* [WHAT THE EXERCISE ASKS]:
Recast the lines of the entries below as a JSON list of strings, one string per line, skipping any blank lines. Leave the pictures out of your answer.

* [EXERCISE DATA]:
○ ○ ○ ○

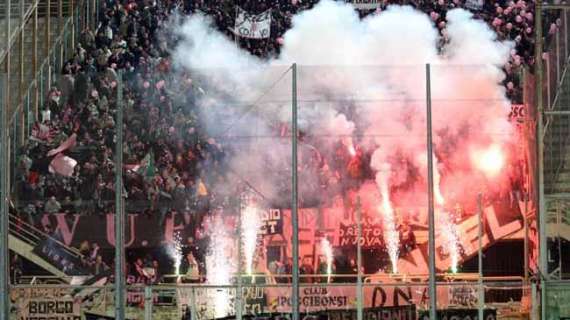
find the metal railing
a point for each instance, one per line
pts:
(506, 299)
(555, 98)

○ ○ ○ ○

* [FULL RESPONSE]:
[
  "find the metal railing",
  "a point for each instance, one per line",
  "pts:",
  "(506, 299)",
  "(555, 98)"
]